• [GIVEN RECORDS]
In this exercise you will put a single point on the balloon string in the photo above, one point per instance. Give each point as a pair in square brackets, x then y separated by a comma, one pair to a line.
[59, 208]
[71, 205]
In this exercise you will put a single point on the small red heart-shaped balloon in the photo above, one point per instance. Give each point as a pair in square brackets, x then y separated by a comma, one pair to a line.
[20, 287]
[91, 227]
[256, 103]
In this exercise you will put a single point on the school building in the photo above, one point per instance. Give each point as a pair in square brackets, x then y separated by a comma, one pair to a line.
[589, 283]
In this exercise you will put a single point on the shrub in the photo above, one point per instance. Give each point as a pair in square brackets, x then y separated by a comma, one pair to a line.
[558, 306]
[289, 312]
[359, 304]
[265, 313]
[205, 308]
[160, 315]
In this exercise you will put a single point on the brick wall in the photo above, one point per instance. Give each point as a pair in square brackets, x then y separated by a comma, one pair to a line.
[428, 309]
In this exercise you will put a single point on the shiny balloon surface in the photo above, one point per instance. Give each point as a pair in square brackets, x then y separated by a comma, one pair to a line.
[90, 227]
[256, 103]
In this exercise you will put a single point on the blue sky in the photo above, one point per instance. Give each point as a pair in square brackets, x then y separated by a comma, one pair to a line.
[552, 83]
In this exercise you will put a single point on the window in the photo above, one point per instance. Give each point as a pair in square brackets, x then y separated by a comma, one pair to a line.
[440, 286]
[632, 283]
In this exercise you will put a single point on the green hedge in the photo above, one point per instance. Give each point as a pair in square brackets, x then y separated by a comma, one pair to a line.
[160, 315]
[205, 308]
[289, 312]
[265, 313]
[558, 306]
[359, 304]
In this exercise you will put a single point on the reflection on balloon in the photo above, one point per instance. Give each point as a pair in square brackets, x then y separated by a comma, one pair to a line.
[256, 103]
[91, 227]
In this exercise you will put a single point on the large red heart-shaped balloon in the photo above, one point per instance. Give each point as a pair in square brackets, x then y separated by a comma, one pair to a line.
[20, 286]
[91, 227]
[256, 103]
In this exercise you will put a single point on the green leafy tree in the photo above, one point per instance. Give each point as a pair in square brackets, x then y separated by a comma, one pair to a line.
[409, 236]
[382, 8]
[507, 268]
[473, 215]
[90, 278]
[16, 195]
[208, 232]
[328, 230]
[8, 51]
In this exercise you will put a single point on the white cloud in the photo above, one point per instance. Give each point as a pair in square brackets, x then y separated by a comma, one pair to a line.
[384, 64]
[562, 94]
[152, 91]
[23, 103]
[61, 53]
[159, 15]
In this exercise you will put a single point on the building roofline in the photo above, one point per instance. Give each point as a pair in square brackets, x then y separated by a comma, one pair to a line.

• [EXERCISE GOAL] Turn all the rows above into a JSON list of strings, one string per line, leaving out any blank lines.

• [OUTPUT]
[
  "In this exercise you will put a single point on the balloon string in the photo above, one point per instance. Give each point as a pair in square brackets, x then y separated by a comma, one pair to a line.",
  "[59, 208]",
  "[71, 205]",
  "In this exercise you will put a single point on the small red heart-shaped balloon in the photo above, one point per instance. Give each point as a pair in square brackets, x then y separated by a comma, one pair to a line.",
  "[20, 287]",
  "[91, 227]",
  "[256, 103]",
  "In this exercise you will put a single point on the school building in the photo above, one point per instance. Give each point as a pair in square brackets, x then y separated by a comma, one pair to a line.",
  "[589, 283]",
  "In this exercise you will put a single point on the shrub in the photo above, one point per instance. Give each point as a pair in square brackets, x then y separated by a comma, one pair to a line.",
  "[558, 306]",
  "[289, 312]",
  "[359, 304]",
  "[265, 313]",
  "[205, 308]",
  "[160, 315]",
  "In this exercise you will put a single point on the brick wall in the photo above, one point per instance. Give each point as a pair in square brackets, x then y separated by a comma, one pair to a line.",
  "[428, 309]",
  "In this exercise you will put a single point on the shiny balloon surface in the photo above, one point per instance. Give each point as a pair in square brackets, x then y separated by a comma, one pair to a line.",
  "[90, 227]",
  "[256, 103]",
  "In this exercise you will put a single point on the blue sky in the photo above, one point per instance. Give each point as a pair in square brackets, x then y separated by a comma, one pair to a line.",
  "[552, 83]",
  "In this exercise you will put a single point on the window in the photo above, one point per instance. Give each point as a pair in square brackets, x then y separated by a comma, one pair to a line.",
  "[440, 286]",
  "[632, 283]",
  "In this exercise you will put a single point on the green hedge in the photo above, one point per instance. Give each point as a pair in square brackets, x then y separated by a comma, one pair to a line.",
  "[160, 315]",
  "[205, 308]",
  "[289, 312]",
  "[265, 313]",
  "[558, 306]",
  "[359, 304]",
  "In this exercise you will put a single point on the reflection on balloon in the photo above, one point per instance. Give each point as a pair in square brackets, x then y separated by a comma, one pair to a line.",
  "[256, 103]",
  "[91, 227]",
  "In this exercise you will put a single point on the large red heart-shaped balloon in the photo above, one point per instance. Give each point as a pair in square brackets, x then y separated by a comma, one pair to a line.",
  "[20, 286]",
  "[91, 227]",
  "[256, 103]",
  "In this exercise you will put a single point on the green leafy tree in the photo above, one point per instance. Give each point as a pair in square brackets, x then y separated by a comma, one pair to a line.",
  "[409, 236]",
  "[382, 8]",
  "[507, 268]",
  "[473, 215]",
  "[90, 278]",
  "[16, 195]",
  "[208, 232]",
  "[328, 230]",
  "[8, 51]",
  "In this exercise you will put a single point on the white cloud in the photo above, one point per instance. Give each point as a pair in square brackets, x then y separated by a comma, one pair to a line.",
  "[384, 64]",
  "[562, 94]",
  "[152, 91]",
  "[23, 103]",
  "[61, 53]",
  "[159, 15]",
  "In this exercise you will put a single point on the building roofline in the photo above, one point per instance. Give each point as a pair in square brackets, x then y separated by a comma, one pair to a line."
]